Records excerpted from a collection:
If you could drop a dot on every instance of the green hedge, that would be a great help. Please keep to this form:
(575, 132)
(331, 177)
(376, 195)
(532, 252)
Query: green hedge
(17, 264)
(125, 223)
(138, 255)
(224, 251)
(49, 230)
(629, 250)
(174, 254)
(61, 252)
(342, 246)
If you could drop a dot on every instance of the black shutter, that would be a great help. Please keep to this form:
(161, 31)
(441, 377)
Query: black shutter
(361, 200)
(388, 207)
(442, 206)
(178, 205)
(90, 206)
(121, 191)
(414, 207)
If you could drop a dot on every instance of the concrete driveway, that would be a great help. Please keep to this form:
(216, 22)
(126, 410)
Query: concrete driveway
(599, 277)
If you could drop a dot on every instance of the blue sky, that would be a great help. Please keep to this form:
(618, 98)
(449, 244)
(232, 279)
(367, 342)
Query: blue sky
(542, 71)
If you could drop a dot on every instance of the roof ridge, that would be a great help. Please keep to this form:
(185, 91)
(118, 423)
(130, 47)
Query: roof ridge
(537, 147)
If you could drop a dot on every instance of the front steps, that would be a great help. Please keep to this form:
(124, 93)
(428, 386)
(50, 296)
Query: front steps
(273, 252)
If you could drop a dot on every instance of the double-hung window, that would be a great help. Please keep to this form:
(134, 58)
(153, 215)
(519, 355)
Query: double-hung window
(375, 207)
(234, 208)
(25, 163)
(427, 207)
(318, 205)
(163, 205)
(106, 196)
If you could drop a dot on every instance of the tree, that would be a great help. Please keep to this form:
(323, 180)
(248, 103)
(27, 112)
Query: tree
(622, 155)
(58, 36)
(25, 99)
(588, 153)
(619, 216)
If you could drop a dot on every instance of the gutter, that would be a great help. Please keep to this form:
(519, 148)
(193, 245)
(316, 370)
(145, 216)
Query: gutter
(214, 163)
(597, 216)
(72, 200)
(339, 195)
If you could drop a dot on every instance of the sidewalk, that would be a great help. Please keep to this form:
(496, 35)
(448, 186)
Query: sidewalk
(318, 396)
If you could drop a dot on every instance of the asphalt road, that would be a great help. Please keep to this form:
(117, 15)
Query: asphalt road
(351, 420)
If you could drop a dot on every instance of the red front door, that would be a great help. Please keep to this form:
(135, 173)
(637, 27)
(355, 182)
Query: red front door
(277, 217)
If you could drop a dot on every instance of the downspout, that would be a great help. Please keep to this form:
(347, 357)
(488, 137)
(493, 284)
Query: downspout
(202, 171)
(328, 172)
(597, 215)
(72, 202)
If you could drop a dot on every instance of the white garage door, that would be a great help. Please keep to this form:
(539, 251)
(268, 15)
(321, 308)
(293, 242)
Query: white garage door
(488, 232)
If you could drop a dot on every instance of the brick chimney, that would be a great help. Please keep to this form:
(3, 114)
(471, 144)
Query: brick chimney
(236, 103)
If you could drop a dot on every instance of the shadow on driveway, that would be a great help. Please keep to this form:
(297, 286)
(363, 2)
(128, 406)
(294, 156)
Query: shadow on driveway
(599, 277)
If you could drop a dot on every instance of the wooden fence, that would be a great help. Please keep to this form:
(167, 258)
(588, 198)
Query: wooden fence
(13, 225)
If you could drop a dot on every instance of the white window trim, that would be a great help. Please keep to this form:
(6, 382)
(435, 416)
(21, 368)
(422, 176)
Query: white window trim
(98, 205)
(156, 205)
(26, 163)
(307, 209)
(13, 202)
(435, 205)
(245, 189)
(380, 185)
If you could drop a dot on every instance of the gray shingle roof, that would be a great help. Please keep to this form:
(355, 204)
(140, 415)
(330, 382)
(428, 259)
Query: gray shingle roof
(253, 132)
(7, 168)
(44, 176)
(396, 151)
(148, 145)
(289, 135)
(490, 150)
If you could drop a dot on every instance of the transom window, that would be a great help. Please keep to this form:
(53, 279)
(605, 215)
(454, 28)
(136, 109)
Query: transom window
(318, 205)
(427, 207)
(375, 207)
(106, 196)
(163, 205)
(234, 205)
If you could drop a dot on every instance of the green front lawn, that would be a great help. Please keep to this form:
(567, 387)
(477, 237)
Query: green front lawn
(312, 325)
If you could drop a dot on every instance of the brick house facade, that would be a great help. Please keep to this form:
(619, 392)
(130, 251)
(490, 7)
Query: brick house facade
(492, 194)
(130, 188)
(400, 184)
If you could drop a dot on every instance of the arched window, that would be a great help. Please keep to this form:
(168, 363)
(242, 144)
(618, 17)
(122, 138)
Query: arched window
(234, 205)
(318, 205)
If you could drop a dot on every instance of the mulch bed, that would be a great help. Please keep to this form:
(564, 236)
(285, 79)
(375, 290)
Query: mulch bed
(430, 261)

• [Assignment]:
Write down, word for word, the lines above from the one containing "Query: front steps" through the one containing "the white garage", both ends included.

• [Answer space]:
Query: front steps
(273, 252)
If you could drop a dot on every instance of the double-hung window, that would be a great help. Please keep to this form:
(134, 58)
(153, 215)
(519, 355)
Query: double-hung window
(375, 207)
(234, 208)
(25, 163)
(427, 207)
(318, 205)
(163, 205)
(106, 196)
If you could drop a dot on every instance of the tree, that would be a great help. Please keep to this form:
(323, 180)
(248, 103)
(27, 112)
Query: tree
(622, 155)
(58, 36)
(25, 99)
(588, 153)
(619, 216)
If you could drop a dot on every instance of the gutter, that would be a great help. Please keep to this form:
(519, 148)
(193, 245)
(316, 370)
(145, 216)
Query: gutter
(214, 163)
(597, 216)
(72, 200)
(339, 195)
If you could drop a dot on every instance of the sidewalk, that would be a great help. Please keep to this form:
(496, 35)
(448, 186)
Query: sidewalk
(318, 396)
If you could drop a dot on every instance of the asphalt road, that would be a great help. Please keep to this form:
(117, 15)
Query: asphalt road
(351, 420)
If you could drop a dot on every instance of the red front door, that would be a great help. Please keep to this form:
(135, 173)
(637, 27)
(355, 182)
Query: red front door
(277, 217)
If you could drop a dot on every instance of the downspout, that would be a great help. Please keep to this form:
(347, 357)
(488, 137)
(493, 284)
Query: downspout
(202, 171)
(328, 172)
(597, 215)
(72, 202)
If you could drop a dot on every instance of the white garage door, that would be a great help. Please keep to this form:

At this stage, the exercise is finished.